=== Listed records ===
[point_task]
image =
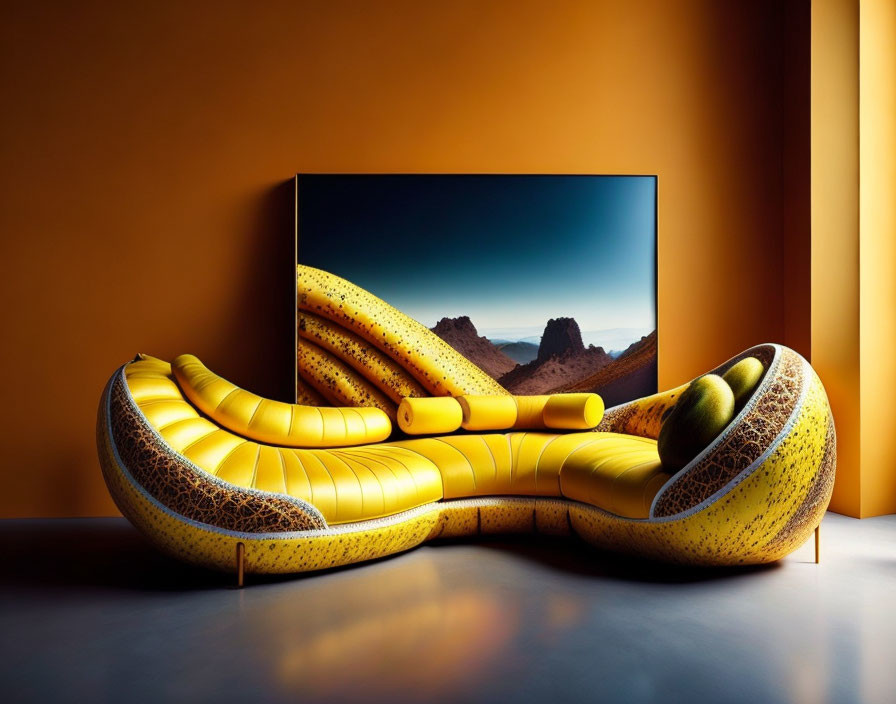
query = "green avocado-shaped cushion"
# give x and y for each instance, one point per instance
(743, 378)
(702, 412)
===
■ Set exercise
Rewrite the records with "cushion" replaced by "pillow" and nothing else changed, omitting the pictures.

■ Answer to this problem
[point_task]
image =
query = "green avocado-shaped pillow"
# give x and y for each instance, one point per instance
(743, 378)
(702, 412)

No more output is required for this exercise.